**What to produce**. Turn every line of the records below into a numbered list, dropping any blank lines.

--- Start of Given information ---

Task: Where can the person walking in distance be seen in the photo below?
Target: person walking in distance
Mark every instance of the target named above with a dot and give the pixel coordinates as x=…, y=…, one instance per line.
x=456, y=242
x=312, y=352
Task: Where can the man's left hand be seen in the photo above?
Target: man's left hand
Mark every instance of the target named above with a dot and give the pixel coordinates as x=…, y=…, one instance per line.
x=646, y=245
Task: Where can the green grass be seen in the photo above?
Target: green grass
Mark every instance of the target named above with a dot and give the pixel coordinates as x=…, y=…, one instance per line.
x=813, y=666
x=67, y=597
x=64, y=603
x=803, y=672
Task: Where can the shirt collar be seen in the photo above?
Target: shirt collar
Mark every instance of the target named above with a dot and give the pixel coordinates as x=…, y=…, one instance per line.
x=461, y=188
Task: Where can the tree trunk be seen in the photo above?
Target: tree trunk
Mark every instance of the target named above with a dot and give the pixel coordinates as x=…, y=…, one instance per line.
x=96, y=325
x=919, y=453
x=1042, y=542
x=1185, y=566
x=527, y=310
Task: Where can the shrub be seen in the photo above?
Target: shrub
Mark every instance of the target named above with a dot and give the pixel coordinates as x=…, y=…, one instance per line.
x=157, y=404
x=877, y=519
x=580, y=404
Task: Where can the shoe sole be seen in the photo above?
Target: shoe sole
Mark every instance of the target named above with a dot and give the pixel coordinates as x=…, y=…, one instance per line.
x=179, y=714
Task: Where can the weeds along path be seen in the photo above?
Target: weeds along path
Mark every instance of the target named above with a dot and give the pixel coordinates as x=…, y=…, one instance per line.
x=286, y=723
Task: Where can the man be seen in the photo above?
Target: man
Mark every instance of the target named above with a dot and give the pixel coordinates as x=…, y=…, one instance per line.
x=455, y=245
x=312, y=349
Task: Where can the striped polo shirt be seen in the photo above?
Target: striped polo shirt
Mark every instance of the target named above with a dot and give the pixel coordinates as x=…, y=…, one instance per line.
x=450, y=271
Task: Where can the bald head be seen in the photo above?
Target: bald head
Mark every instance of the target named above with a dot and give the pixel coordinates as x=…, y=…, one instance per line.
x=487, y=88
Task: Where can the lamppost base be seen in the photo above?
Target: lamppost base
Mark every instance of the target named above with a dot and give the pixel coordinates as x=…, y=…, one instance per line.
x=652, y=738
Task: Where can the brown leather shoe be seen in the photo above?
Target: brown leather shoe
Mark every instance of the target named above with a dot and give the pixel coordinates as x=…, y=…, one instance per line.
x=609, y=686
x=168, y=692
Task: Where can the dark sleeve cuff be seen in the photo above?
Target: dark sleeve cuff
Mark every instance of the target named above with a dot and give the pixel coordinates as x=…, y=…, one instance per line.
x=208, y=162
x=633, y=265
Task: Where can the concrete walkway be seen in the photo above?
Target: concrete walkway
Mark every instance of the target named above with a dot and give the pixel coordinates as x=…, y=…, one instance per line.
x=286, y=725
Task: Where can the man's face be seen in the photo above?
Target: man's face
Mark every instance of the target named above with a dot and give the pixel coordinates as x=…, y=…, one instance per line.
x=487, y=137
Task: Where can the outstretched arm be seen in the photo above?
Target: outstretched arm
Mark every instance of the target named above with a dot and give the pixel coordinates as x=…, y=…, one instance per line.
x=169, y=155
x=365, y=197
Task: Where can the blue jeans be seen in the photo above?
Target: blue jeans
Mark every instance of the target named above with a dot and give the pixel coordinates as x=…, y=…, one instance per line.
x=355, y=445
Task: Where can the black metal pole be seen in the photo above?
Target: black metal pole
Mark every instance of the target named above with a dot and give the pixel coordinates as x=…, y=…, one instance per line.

--- End of Given information ---

**Answer for the task**.
1. Task: Where can the person walking in distance be seen in the photo below?
2. Target: person walking in distance
3. Mark every instance of the target named above with a dot and give the pixel coordinates as x=…, y=…, one instance per line.
4. x=456, y=242
5. x=312, y=352
6. Task: Where can the man's left hand be seen in the photo above?
7. Target: man's left hand
8. Mark every instance of the target named above with a dot and give the pixel coordinates as x=…, y=…, one instance per line.
9. x=646, y=245
10. Task: Where can the green grass be seen in the photo above?
11. Target: green grass
12. Mark every instance of the target named above with a dot and give the pixel coordinates as x=…, y=…, one instance per line.
13. x=813, y=666
14. x=67, y=597
15. x=64, y=603
16. x=803, y=672
17. Task: Where can the shirt collar be seen in the photo above?
18. Target: shirt collar
19. Mark every instance of the target named above with a dot and give the pixel coordinates as x=…, y=…, one instance per line.
20. x=461, y=188
21. Task: Where can the tree trunk be seen in the photo above?
22. Target: tree trunk
23. Mark every instance of the target named above with a dot and give the pixel coordinates as x=…, y=…, one instance per line.
24. x=96, y=325
25. x=919, y=453
26. x=1042, y=542
27. x=1185, y=566
28. x=527, y=310
29. Task: Where can the shrub be seen in the photo above?
30. Target: shrub
31. Mark every instance of the target named above with a dot and give the pixel coordinates as x=…, y=…, one instance per line.
32. x=157, y=404
33. x=877, y=519
34. x=580, y=404
35. Task: Where can the shoe sole be seen in the photo above?
36. Target: shoe sole
37. Mark every instance of the target named above with a dot and give the pixel coordinates as x=…, y=…, one instance per line.
38. x=179, y=714
39. Task: Where can the weeds along path be seen in the photo above?
40. Target: weeds along path
41. Mark every instance of the target named above with a dot and give the pixel coordinates as x=…, y=…, one instance per line.
42. x=286, y=723
43. Task: Where can the man be seen in the photo above?
44. Target: man
45. Mark every instance of the target named above with a dot and give the pixel coordinates as x=…, y=…, one instance per line.
46. x=455, y=245
47. x=312, y=349
48. Task: Where can the striped polo shirt be seen in the photo above?
49. Target: striped polo shirt
50. Mark every instance of the target named above with a dot and give the pixel coordinates as x=…, y=…, one instance per line.
51. x=450, y=271
52. Task: Where can the bald head be seen in the photo above?
53. Target: bald head
54. Mark every instance of the target named above with a dot and give the pixel coordinates as x=…, y=…, one instance per line.
55. x=487, y=88
56. Task: Where can the lamppost base be seen in the photo above?
57. Target: lamppost base
58. Mark every instance of the target named above with a dot and give the pixel coordinates as x=…, y=…, one instance per line.
59. x=652, y=738
60. Task: Where can the brown leather shoe be seen in the photo above?
61. Target: brown leather shoe
62. Mark every instance of the target named above with a dot and give the pixel coordinates as x=…, y=…, one instance per line.
63. x=609, y=686
64. x=168, y=692
65. Task: Where can the dark sleeve cuff be seen in the photo above?
66. Target: dark sleeve cuff
67. Mark every instance of the target named above with a dot and give the pixel coordinates as x=…, y=…, one instance per line.
68. x=208, y=162
69. x=633, y=265
70. Task: Where can the concrete walkway be seen in the photo above?
71. Target: concrete walkway
72. Mark every instance of the target named above with a dot and give the pixel coordinates as x=…, y=…, one instance per line.
73. x=286, y=725
74. Task: Where can the man's face be seen in the photo above?
75. Target: man's face
76. Mark every instance of the target named above with a dot and give the pixel coordinates as x=…, y=…, one instance per line.
77. x=487, y=137
78. Task: Where can the outstretched arm be seen in the photo above?
79. Target: outstretched arm
80. Mark every instance of the target named above with a dot and give the pixel coordinates as x=…, y=…, one instance per line.
81. x=169, y=155
82. x=365, y=197
83. Task: Where can the blue jeans be seen in the photo above?
84. Target: blue jeans
85. Mark every instance of the target named above with a dot and give the pixel coordinates as x=…, y=…, one instance per line.
86. x=355, y=445
87. Task: Where can the black metal pole be seen in the photo above?
88. Target: black metal pole
89. Mark every instance of the target named above with a dot and give the pixel coordinates as x=…, y=…, one instance per line.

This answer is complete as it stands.